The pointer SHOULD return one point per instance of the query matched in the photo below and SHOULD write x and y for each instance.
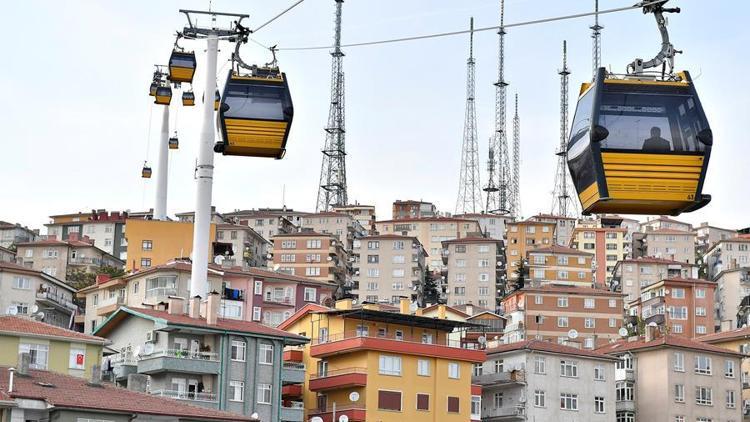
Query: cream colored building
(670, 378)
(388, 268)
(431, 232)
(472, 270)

☆ ☆ ☆ ☆

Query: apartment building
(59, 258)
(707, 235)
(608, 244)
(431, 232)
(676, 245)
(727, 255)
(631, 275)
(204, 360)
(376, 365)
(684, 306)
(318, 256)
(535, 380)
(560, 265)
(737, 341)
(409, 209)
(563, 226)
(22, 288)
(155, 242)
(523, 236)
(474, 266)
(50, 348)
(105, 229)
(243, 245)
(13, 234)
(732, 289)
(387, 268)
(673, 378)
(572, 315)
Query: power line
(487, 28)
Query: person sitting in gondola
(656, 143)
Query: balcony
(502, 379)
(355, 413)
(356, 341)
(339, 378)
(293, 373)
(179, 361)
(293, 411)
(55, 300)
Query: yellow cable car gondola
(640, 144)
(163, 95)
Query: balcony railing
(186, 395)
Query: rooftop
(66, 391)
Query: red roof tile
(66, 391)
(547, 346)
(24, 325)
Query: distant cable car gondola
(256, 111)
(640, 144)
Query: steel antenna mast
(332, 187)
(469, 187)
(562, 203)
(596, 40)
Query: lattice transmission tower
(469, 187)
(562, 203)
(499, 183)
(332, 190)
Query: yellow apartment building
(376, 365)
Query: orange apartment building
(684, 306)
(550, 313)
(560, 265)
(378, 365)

☆ ☆ ☆ ☆

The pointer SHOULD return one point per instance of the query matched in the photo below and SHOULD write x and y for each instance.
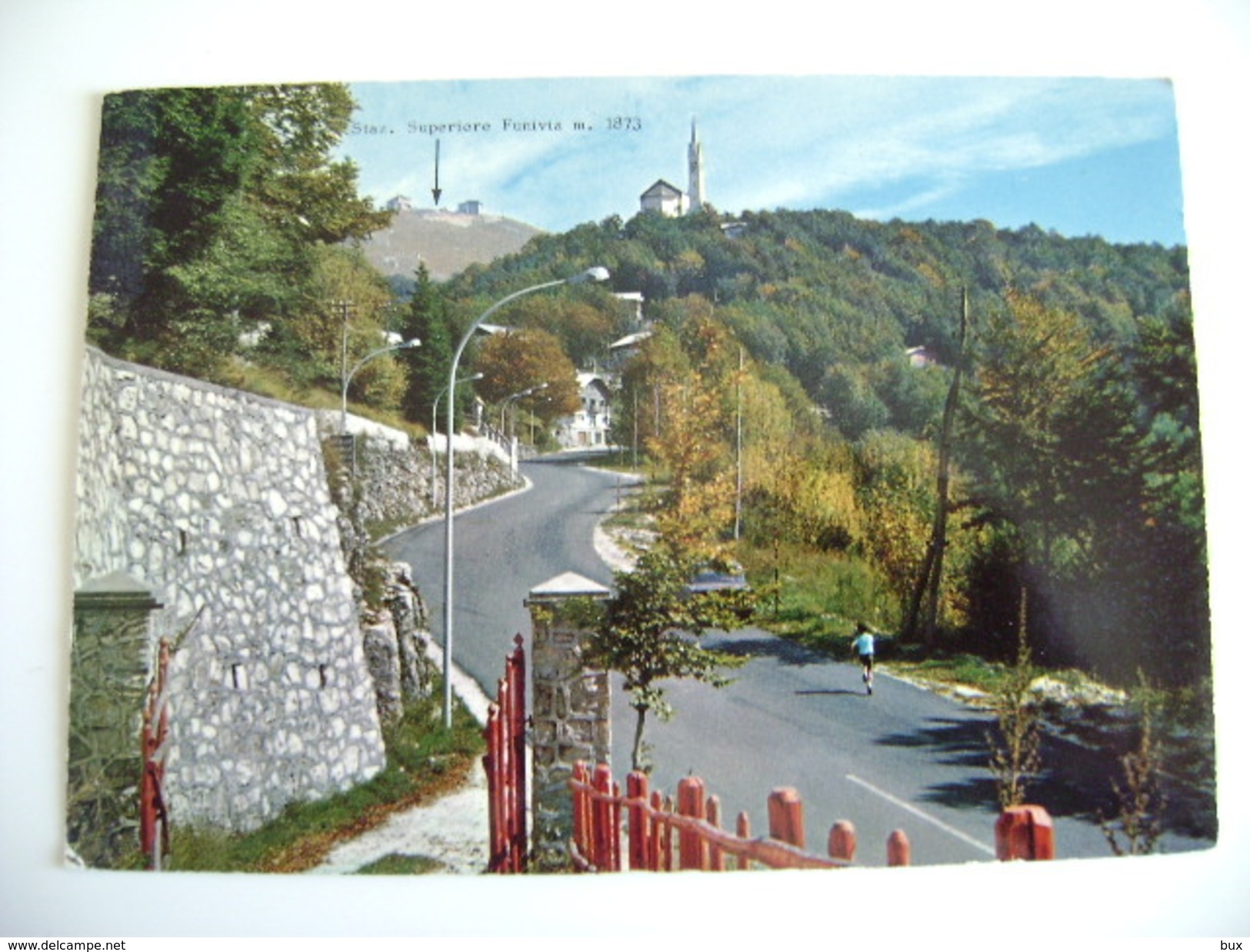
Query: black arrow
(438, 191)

☆ ☆ ☆ ☆

Count the lines in the rows above that contain the word "yellow", and give only the number.

2